7

when i try os.system("open " + 'myfile.xlsx')
i get the output '0'

similarly, trying
os.system("start excel.exe myfilepath")
gives the result 32512

I have imported os and system, and I'm on mac. How can I change this so it does actually launch that excel file? And out of curiosity, what do the numbers it prints out mean?

Thanks!

1
  • Those are exit codes. 0 means success, and any other number means failure. Often the man page for a program will tell you a list of the failure codes and what they mean. – zondo Mar 11 '16 at 12:58
7

If you only want to open the excel application you could use subprocess:

import subprocess
subprocess.check_call(['open', '-a', 'Microsoft Excel'])

You can also use os and open a specific file:

import os
os.system("open -a 'path/Microsoft Excel.app' 'path/file.xlsx'")

If you on other hand want to open an excel file within python and modify it there's a number of packages to use as xlsxwriter, xlutils and openpyxl where the latter is prefered by me.

Another note, if you're on mac the excel application isn't .exe

3
  • What does the a parameter do? Thank you. – Moondra Jul 26 '17 at 20:36
  • 1
    Just a heads up! xlsxwriter can overwrite your Excel files while OpenPyxl will not. The best way is to copy the file in another folder. – user2083957 Oct 2 '18 at 17:44
  • In mac, os.system("open -a 'Microsoft Excel' 'path/file.xlsx'") and this works too: subprocess.check_call(['open', '-a', 'Microsoft Excel','path/file.xlsx']) – Javiar Sandra Jan 4 at 19:15
6

Just these two lines

import os
os.system("start EXCEL.EXE file.xlsx")

Provided that file.xlsx is in the current directory.

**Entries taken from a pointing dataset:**
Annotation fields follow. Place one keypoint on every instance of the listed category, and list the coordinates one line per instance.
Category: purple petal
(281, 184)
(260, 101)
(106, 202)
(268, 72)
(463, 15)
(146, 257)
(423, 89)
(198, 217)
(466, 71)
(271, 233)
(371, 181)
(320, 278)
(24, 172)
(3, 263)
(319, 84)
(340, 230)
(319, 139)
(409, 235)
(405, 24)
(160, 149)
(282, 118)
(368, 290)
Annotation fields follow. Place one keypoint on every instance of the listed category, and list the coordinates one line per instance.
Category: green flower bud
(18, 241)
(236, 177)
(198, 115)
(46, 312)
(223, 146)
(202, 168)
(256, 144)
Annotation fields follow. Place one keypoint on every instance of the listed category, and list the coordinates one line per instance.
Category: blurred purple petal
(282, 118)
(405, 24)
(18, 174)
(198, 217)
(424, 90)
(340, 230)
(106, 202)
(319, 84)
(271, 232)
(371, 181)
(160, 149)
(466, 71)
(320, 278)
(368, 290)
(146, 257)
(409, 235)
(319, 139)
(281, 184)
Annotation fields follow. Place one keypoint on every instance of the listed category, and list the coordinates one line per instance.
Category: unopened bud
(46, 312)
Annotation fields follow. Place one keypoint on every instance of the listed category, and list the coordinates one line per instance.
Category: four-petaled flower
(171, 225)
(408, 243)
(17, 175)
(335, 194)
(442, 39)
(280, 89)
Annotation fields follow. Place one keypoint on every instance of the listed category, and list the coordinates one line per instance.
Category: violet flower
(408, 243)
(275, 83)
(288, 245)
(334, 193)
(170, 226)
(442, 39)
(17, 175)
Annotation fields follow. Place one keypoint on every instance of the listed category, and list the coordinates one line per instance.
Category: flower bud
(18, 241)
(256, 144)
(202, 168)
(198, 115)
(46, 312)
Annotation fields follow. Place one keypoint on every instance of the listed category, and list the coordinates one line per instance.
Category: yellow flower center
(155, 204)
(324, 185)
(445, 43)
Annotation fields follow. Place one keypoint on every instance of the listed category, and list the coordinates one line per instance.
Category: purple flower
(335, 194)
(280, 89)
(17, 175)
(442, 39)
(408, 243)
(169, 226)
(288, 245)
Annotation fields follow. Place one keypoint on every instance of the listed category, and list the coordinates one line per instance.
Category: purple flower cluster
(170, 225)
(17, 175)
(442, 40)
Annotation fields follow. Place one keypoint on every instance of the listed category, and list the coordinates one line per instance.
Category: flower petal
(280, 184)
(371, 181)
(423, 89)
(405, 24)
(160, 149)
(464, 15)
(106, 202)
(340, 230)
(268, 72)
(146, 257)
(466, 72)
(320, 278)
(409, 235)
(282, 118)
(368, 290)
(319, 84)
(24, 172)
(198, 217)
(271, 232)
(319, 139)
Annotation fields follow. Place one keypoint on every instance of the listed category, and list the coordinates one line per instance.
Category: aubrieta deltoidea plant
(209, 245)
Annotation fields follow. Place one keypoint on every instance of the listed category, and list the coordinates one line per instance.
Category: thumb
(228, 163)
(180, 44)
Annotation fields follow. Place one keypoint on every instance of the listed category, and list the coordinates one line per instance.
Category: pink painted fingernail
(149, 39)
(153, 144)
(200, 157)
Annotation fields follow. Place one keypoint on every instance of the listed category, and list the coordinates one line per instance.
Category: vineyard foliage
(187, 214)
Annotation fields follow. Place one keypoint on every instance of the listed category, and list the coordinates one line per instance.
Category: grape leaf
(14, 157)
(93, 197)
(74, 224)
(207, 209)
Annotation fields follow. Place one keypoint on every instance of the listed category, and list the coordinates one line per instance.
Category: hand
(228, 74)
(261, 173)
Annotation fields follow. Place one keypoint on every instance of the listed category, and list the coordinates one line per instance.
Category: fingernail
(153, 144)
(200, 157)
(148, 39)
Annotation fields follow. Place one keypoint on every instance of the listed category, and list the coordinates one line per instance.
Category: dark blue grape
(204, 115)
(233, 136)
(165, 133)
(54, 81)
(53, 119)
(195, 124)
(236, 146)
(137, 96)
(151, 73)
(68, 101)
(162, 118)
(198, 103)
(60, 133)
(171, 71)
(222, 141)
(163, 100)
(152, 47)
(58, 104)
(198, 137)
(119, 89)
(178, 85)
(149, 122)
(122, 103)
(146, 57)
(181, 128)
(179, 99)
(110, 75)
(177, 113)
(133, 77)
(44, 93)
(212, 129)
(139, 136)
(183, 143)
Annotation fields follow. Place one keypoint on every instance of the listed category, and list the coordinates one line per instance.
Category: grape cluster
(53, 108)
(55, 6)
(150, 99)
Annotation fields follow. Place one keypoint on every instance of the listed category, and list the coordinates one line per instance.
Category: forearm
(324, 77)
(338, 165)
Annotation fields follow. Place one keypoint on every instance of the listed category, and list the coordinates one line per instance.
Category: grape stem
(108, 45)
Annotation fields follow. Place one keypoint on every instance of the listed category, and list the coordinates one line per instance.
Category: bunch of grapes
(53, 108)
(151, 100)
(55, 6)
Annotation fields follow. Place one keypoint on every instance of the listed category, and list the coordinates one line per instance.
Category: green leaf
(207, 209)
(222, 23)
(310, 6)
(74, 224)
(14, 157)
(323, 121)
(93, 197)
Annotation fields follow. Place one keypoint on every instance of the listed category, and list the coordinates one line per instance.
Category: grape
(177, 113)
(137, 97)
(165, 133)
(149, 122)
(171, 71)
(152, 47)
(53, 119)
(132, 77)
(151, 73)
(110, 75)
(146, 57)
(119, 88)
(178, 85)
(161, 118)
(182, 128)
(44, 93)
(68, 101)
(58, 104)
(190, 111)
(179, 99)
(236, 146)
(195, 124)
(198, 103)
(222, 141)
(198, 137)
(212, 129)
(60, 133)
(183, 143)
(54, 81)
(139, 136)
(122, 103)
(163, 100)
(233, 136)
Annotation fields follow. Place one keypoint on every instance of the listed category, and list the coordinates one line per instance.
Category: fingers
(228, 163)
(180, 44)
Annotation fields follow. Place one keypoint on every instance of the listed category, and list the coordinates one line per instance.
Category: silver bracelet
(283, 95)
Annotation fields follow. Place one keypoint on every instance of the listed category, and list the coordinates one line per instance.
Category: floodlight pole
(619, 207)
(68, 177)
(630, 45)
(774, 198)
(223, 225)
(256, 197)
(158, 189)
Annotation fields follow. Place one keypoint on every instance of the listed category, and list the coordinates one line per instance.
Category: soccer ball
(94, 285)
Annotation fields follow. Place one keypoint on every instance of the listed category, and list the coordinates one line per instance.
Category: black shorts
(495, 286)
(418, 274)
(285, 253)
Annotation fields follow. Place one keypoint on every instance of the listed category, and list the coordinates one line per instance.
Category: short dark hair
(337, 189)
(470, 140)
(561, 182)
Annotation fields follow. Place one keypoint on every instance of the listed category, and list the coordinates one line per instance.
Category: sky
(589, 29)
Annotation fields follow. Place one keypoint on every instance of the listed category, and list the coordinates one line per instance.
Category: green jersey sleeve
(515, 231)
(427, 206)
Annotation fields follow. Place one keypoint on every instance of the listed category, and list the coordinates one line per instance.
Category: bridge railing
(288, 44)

**Exercise task:** Please write out the part of the Excel thread between "If you only" and "prefered by me.", inclusive. These records have no connection to the Excel thread.

**Full output:**
If you only want to open the excel application you could use subprocess:

import subprocess
subprocess.check_call(['open', '-a', 'Microsoft Excel'])

You can also use os and open a specific file:

import os
os.system("open -a 'path/Microsoft Excel.app' 'path/file.xlsx'")

If you on other hand want to open an excel file within python and modify it there's a number of packages to use as xlsxwriter, xlutils and openpyxl where the latter is prefered by me.